*INSTRUCTIONS TO FOLLOW:*
Rescale the stretch of rows below, from the one containing "In this exercise you will mark every instance of the orange" through the last row, and reproduce every line, requests included. Multiply each answer coordinate by 0.85 and round it to a whole number, with halves rounded up; the numbers in the requests and their format samples stay as they are.

*RECORDED INFORMATION:*
----------------

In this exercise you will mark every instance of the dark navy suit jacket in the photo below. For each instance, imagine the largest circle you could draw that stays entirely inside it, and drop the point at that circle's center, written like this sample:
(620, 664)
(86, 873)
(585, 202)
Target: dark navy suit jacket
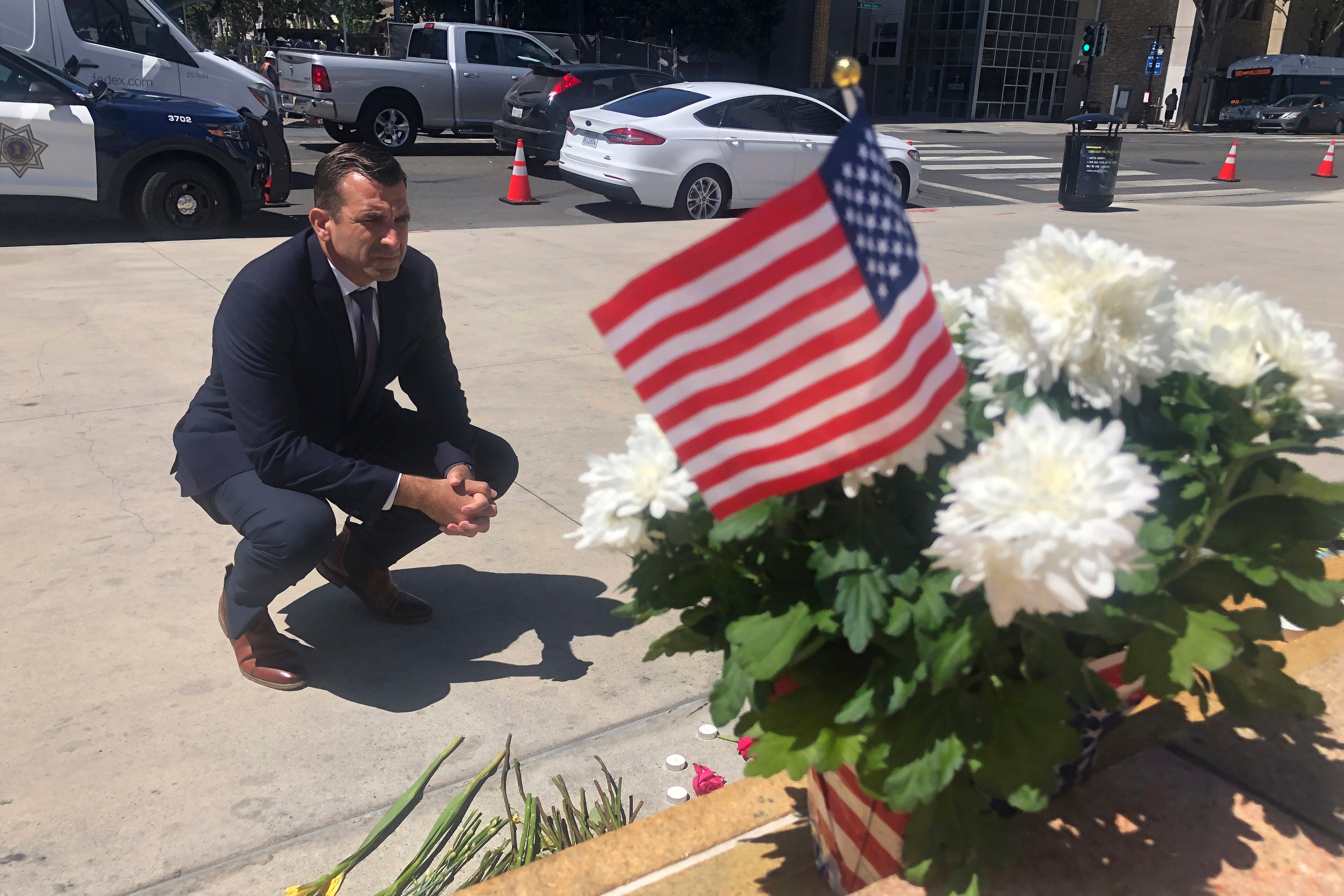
(283, 379)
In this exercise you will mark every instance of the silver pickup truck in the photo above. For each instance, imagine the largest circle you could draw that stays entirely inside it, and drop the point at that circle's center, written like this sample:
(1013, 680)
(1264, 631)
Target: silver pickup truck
(453, 78)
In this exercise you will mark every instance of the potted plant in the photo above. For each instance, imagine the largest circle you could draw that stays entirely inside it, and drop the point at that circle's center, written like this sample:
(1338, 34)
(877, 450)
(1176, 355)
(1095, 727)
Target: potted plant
(1115, 480)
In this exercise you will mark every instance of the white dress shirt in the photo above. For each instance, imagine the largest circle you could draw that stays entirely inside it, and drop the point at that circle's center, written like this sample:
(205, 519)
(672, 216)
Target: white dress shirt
(357, 331)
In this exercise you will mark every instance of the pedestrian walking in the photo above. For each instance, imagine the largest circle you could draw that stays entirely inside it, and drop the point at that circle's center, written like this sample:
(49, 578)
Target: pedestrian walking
(296, 414)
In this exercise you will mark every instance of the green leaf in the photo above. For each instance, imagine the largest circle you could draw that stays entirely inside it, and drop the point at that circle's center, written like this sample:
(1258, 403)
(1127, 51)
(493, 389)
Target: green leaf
(832, 558)
(681, 640)
(862, 601)
(729, 692)
(1203, 644)
(956, 832)
(1254, 571)
(1030, 737)
(745, 523)
(1193, 491)
(1256, 684)
(932, 608)
(1323, 592)
(1142, 578)
(921, 780)
(1155, 535)
(905, 688)
(764, 644)
(900, 617)
(1258, 624)
(859, 706)
(1027, 798)
(947, 655)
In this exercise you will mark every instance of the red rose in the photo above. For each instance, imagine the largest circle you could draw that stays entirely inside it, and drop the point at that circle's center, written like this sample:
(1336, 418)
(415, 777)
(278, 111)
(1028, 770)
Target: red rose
(706, 781)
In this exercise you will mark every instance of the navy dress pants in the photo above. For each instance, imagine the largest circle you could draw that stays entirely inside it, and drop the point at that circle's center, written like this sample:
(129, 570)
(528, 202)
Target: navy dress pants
(287, 534)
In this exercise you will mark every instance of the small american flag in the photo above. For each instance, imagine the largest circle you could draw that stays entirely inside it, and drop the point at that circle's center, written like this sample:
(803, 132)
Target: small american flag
(796, 344)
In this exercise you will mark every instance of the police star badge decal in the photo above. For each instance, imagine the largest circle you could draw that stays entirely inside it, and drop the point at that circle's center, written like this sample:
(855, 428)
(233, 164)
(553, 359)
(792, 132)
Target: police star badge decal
(19, 150)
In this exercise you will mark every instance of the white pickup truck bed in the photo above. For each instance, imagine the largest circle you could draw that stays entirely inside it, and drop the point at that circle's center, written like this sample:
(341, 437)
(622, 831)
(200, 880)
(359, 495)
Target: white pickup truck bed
(455, 78)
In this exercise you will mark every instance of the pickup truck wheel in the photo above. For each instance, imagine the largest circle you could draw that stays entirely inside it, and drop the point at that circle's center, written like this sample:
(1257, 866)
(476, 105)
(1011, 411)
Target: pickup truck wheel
(341, 133)
(390, 124)
(182, 199)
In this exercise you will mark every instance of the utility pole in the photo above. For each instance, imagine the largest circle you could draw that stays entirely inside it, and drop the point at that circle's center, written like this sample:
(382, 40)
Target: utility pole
(1155, 62)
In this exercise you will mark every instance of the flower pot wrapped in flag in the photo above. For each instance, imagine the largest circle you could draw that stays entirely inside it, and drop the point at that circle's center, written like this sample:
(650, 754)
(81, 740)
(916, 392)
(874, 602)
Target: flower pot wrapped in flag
(940, 512)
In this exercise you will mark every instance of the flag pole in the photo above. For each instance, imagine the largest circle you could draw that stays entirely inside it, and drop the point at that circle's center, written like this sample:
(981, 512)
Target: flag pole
(846, 74)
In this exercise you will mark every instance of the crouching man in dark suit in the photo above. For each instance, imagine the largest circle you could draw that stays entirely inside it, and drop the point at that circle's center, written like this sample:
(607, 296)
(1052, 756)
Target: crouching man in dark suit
(296, 414)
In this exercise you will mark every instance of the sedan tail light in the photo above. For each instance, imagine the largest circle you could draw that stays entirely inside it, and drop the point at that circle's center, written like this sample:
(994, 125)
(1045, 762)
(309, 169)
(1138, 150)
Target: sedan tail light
(634, 138)
(562, 85)
(322, 81)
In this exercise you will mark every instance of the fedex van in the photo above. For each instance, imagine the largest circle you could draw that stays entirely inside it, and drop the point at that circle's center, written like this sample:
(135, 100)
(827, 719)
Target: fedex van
(134, 46)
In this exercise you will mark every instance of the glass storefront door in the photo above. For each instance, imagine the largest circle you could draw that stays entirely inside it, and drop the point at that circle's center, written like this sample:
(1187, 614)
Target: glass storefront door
(924, 91)
(1041, 95)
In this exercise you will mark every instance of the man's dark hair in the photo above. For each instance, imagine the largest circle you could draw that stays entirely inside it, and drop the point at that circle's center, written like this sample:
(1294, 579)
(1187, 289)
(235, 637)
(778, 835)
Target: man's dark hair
(374, 163)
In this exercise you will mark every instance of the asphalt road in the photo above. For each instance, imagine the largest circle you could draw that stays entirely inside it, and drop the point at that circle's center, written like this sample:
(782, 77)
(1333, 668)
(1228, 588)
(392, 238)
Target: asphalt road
(457, 183)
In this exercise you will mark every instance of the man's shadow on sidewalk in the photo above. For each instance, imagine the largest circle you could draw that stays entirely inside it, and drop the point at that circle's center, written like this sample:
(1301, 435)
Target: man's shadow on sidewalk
(476, 614)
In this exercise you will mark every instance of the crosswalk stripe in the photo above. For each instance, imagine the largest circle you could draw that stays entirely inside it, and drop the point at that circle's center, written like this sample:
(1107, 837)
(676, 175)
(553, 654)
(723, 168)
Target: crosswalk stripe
(1177, 182)
(995, 159)
(1139, 185)
(1047, 175)
(1179, 194)
(994, 166)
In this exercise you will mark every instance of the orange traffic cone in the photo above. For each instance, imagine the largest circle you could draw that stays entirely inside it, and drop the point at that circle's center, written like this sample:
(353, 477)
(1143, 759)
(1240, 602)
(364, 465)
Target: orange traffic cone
(1327, 168)
(1229, 172)
(519, 187)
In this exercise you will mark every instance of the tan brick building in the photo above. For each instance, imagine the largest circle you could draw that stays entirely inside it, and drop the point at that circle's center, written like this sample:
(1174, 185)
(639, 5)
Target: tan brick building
(1263, 30)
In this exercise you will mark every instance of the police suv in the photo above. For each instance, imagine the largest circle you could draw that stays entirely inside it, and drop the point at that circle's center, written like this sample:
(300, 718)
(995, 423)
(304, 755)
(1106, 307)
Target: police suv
(181, 167)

----------------

*EXPECTED OUTPUT:*
In this exercise you will mark every instance of the orange traffic cone in the photo above. For each instance, imagine the largest circle you could draw that stays entirely inside it, and drop the point at that circle's center, written like this sample:
(353, 477)
(1143, 759)
(1240, 602)
(364, 465)
Target: orange traffic cone
(1128, 143)
(1045, 146)
(441, 159)
In this exercise you will mark every instance of the tan brick building in the photo above. For each instance, imagine the largest circle you could draw that stays entirely inside it, and drop the point at that circle's center, written like this sample:
(1174, 185)
(639, 5)
Target: tan brick building
(1074, 26)
In this exercise you will mark every instance of the police suv in the photo above. For each instance, imagine the largest circle you could draw that stays entirely inside it, and drop the point at that circle's center, written like this sample:
(300, 718)
(995, 423)
(304, 755)
(1106, 307)
Target: police suv
(154, 142)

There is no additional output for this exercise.